PASSAGE SHOWN.

+===+

The quote reflects the semi-Gnostic perspective the early Quakers found in the Gospel of John. Gnosticism makes a strong distinction between spirit (good) and material (bad). Really, the point here is to say that just because God can speak to us directly doesn’t mean God avoids speaking to us through others.
We talk about experiencing God speaking to us through others. Micah gave an example of the Spirit speaking to him through someone and directly, in the same day. Mackenzie talked about hearing testimonies of generosity. One Friend told her his family gives away 10% of their income, not as a church tithe, but to help others. Shortly after, other friends told her they’d all been helped by a certain other Friend, who gives away about half of what he gets—and he’s not wealthy. She felt conviction about her giving habits and believes that was the Spirit telling her it’s time to level up on that skill.
Micah points to the value of a community in encouraging faithful action.
Barclay included “conveys comfort and consolation” in his list of what Spirit-led Teachers do. Mackenzie points out that if you look at the Letter to Ephesians, shepherd and teaching are separate roles. Mackenzie has all the pastoral care skills of Sheldon Cooper. So, on the rare occasion when she knows the right thing to say to a sad friend, she figures that’s God popping by to help out.
Finally, we talk about times when people give shocking vocal ministry. Micah gives the example of people who normally have difficulty speaking or a developmental delay. Mackenzie talks about traveling ministers who speak to the condition of those present without being informed in advance. A friend of hers has experienced this in other churches, which may call it “word of knowledge.”
Mackenzie: Hi. Welcome back to Quaker Faith and Podcast. I am Mackenzie. And I’m here with Micah. And we are going to be talking about spirit led teachers which is we’re using this book Traditional Quaker Christianity and it’s in section 6F in there. There’s basically in this chapter that was actually written by the authors of this book. It’s just a giant … Actually, it’s not a giant either. It’s just a big block quote from Barclay’s Apology which is a 17th Century explanation of Quaker theology.
Mackenzie: So I guess I’m going to start with just reading the quote and then we’ll talk about it.

+===+

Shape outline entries
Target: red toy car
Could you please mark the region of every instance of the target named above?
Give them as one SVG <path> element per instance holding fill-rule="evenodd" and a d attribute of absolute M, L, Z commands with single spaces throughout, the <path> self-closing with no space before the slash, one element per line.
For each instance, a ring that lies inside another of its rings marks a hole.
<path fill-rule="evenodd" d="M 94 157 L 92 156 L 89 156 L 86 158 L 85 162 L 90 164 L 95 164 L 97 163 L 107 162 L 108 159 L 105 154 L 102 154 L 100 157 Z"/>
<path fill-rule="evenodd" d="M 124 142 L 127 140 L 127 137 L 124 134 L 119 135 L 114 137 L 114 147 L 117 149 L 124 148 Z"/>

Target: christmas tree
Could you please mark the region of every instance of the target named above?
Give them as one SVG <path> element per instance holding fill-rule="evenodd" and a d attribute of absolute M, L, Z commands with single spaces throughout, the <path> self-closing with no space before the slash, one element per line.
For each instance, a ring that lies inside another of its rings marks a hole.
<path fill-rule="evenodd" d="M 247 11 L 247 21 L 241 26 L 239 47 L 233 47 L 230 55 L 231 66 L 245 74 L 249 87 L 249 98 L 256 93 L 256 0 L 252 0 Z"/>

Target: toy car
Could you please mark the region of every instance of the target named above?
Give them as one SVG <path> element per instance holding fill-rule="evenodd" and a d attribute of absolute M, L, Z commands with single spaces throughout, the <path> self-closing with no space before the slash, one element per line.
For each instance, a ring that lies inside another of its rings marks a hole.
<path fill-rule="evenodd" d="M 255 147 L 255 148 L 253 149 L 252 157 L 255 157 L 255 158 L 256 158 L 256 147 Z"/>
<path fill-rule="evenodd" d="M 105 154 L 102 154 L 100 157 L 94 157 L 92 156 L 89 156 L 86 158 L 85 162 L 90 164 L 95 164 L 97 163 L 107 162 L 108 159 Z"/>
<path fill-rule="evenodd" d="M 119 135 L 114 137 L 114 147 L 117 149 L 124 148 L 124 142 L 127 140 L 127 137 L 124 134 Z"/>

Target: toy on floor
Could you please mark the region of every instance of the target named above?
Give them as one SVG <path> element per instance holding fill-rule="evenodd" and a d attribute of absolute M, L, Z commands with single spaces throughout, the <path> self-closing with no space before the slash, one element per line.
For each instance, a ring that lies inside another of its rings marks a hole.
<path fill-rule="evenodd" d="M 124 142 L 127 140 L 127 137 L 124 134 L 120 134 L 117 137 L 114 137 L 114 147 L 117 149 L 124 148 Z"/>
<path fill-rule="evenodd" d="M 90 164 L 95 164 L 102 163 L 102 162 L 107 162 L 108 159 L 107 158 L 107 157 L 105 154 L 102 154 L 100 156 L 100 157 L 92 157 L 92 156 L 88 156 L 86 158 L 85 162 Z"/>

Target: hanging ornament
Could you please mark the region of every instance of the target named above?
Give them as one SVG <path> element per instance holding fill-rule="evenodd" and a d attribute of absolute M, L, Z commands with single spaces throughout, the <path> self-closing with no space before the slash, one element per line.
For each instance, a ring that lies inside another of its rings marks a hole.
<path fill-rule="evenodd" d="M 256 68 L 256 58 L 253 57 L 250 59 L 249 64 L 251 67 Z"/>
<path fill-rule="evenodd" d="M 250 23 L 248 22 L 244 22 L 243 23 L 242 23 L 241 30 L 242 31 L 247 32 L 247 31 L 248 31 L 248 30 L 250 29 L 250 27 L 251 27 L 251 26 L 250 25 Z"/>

+===+

REQUESTS.
1. According to the podcast page, what is Barclay's Apology?
2. List every written work the podcast page mentions by name.
3. Based on the podcast page, answer yes or no for each statement: (a) Micah's family gives away 10% of their income. (b) In the Letter to Ephesians, shepherd and teaching are separate roles. (c) The Friend who gives away about half of what he gets is wealthy.

TASK RESULTS.
1. A 17th Century explanation of Quaker theology.

2.
Gospel of John
Letter to Ephesians
Traditional Quaker Christianity
Barclay’s Apology

3.
(a) No: "One Friend told her his family gives away 10% of their income"
(b) Yes: "shepherd and teaching are separate roles"
(c) No: "and he’s not wealthy"